*Records provided*.
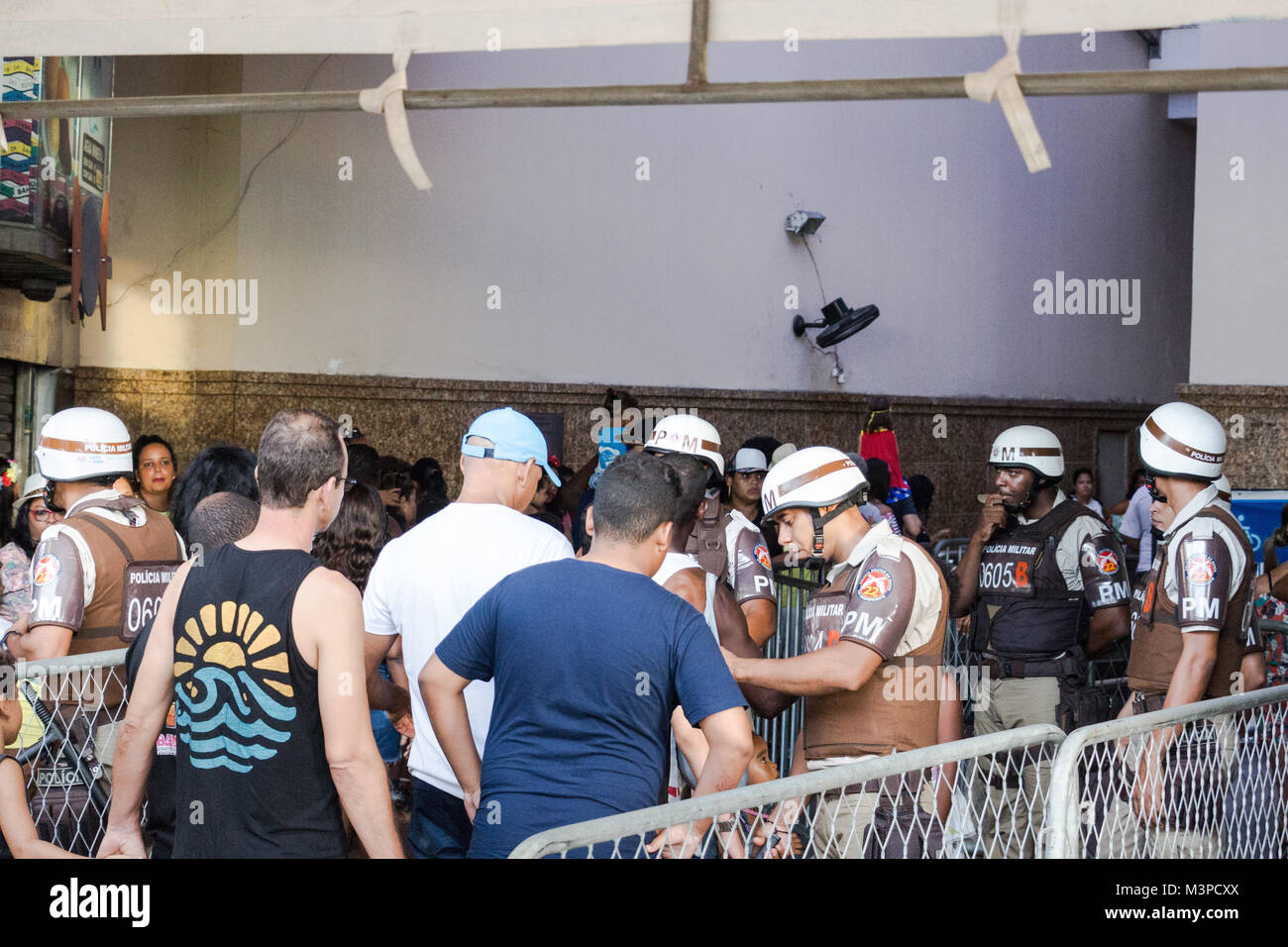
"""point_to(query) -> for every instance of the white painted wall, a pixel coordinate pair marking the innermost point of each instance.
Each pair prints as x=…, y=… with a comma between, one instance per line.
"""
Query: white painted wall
x=1240, y=227
x=679, y=279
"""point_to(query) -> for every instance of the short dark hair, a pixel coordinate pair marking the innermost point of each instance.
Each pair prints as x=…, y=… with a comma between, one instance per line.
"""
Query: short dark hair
x=299, y=451
x=222, y=518
x=694, y=486
x=634, y=496
x=147, y=441
x=214, y=471
x=365, y=464
x=21, y=530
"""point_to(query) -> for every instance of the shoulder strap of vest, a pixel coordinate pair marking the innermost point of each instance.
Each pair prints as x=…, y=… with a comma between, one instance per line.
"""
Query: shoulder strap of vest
x=1229, y=521
x=102, y=527
x=1061, y=515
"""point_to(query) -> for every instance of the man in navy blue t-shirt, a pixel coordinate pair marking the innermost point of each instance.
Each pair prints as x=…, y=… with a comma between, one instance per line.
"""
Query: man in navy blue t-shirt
x=590, y=660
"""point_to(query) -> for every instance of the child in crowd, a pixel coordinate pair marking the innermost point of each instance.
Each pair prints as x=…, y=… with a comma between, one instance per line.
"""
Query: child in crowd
x=18, y=836
x=763, y=770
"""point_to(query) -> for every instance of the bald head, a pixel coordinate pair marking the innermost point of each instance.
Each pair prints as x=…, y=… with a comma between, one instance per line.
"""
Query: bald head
x=488, y=479
x=222, y=518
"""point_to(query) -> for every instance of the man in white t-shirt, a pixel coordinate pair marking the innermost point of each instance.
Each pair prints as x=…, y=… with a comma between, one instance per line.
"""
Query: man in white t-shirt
x=424, y=582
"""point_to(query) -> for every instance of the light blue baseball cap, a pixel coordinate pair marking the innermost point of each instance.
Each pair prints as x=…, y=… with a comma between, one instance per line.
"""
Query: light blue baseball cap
x=513, y=436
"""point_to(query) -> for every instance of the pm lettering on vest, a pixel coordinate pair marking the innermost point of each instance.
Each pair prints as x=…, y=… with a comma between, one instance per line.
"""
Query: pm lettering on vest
x=1201, y=608
x=863, y=625
x=1112, y=592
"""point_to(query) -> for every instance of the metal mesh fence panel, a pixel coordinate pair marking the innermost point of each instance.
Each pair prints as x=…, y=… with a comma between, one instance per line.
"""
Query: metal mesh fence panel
x=1198, y=781
x=917, y=804
x=72, y=709
x=794, y=586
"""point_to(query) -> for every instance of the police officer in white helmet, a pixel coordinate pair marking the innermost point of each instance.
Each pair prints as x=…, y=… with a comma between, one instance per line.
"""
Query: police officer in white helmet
x=1190, y=631
x=1043, y=579
x=877, y=622
x=97, y=579
x=725, y=543
x=81, y=575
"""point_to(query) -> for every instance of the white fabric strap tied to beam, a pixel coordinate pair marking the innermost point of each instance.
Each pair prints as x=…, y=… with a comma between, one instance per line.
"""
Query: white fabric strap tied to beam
x=999, y=81
x=387, y=99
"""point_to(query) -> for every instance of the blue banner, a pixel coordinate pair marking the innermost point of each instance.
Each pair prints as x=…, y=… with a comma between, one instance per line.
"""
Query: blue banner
x=1258, y=513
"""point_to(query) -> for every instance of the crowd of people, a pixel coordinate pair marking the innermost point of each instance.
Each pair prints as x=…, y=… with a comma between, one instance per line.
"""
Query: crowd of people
x=331, y=639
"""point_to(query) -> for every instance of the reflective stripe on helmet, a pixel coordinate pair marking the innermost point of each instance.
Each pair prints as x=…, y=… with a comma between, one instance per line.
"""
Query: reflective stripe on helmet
x=1180, y=446
x=56, y=444
x=774, y=496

*Your objective*. Make an exact copy of all entries above, dropping the images.

*Answer*.
"""point_to(query) -> for every instance of the white painted wall, a pixel coordinate pair marking the innermost point of each instance.
Each pair prints as x=…, y=… with a comma between, one instance per line.
"""
Query: white painted wall
x=1240, y=227
x=679, y=279
"""point_to(query) -> for every instance of the short dark hair, a pixel coordinate pair marking the innermost point of each instance.
Each pair prints as x=…, y=… with a comma between, one instance per line.
"""
Query: short dark hair
x=299, y=451
x=222, y=518
x=694, y=486
x=634, y=496
x=147, y=441
x=214, y=471
x=365, y=464
x=21, y=530
"""point_to(query) -> for every instance of the shoulder strap of vest, a pixel coordinate pair marking the innermost point of each instance.
Each pair prints as x=…, y=… with a comma between, one instance per line.
"""
Query: shoulder strap of vest
x=1229, y=521
x=102, y=527
x=1061, y=515
"""point_to(query) -> for every instance of the man in navy blue t-shirt, a pixel coordinate pair marking the innermost point of each instance.
Each pair prints as x=…, y=… with a comma between, one instance per line.
"""
Query: man in navy blue t-shirt
x=590, y=660
"""point_to(query) -> for every instance of the child in crowd, a pixel coordinate pair marking the innermost point of each instance.
Each pair prints as x=…, y=… with a comma between, one instance per line.
"""
Query: child in crowd
x=18, y=836
x=763, y=770
"""point_to(query) -> for every instance of the bald head, a pixel coordinate pair marking the innermost point of each instance.
Each pair prints as x=…, y=… with a comma between, one instance per line.
"""
Query: bald head
x=488, y=479
x=222, y=518
"""point_to(query) -> for every instance of the man in white t-shirt, a pixel coordinate pair marking the innermost point of each instance.
Each pair prints as x=…, y=… with a comma between, one instance per line.
"""
Query: man in white t-shirt
x=424, y=582
"""point_to(query) -> for every instance of the light blue baseball cap, a pixel coordinate pair marking the innermost point of each instance.
Each pair prints as x=…, y=… with a comma between, one instance per line.
"""
Query: light blue baseball cap
x=513, y=436
"""point_to(query) -> for every instance of the pm lettering on vest, a pixel coordinate pair marking the innermost point of each instance.
Each pair prints as x=…, y=… with a comma between, one instance per line.
"""
Query: pm lettering on vest
x=1201, y=608
x=863, y=625
x=1112, y=592
"""point_to(query) -> for every instance of the metal mesh fence panel, a pixel coordinate pair marking the innermost point of each instance.
Each pair prints as x=…, y=… with a comma between, one instance per line.
"""
Query: metal mesh fence panel
x=1198, y=781
x=917, y=804
x=72, y=709
x=794, y=586
"""point_to(query) -> for every instance of the police officer in white helmet, a pixel coordinate pair marking the innermost point of each instance.
Each pair prints as x=…, y=… with a comma between, one instance per line.
"""
Query: police officer in white helmet
x=1190, y=631
x=1043, y=579
x=877, y=622
x=97, y=579
x=725, y=543
x=81, y=575
"""point_to(query) -> for every instance of the white fabric strap tied to beam, a pixel coordinate pair marking the innermost point of each instance.
Each pair prints as x=…, y=… with a comma between, one instance per line.
"""
Query: white fabric strap tied to beam
x=999, y=81
x=387, y=99
"""point_to(query) -> for every instance of the blue banner, a pixel coordinate pair marking the innermost point of each instance.
Each pair prints as x=…, y=… with a comma between, one instance per line.
"""
Query: blue banner
x=1258, y=513
"""point_to(query) -> for every instance of the crowd of people, a pixel coordinate pair marking the innermost point of each instance.
Each pair prints as x=…, y=… with a comma between, one instance per line.
"""
Query: crowd of people
x=331, y=639
"""point_to(query) -> for every instance of the reflective stripe on helmet, a pixel coordinate pair marking the innermost point of each instance.
Each pair prints as x=…, y=… with a comma between, one instance per line.
"""
Query: reflective stripe on helmet
x=1180, y=446
x=56, y=444
x=774, y=496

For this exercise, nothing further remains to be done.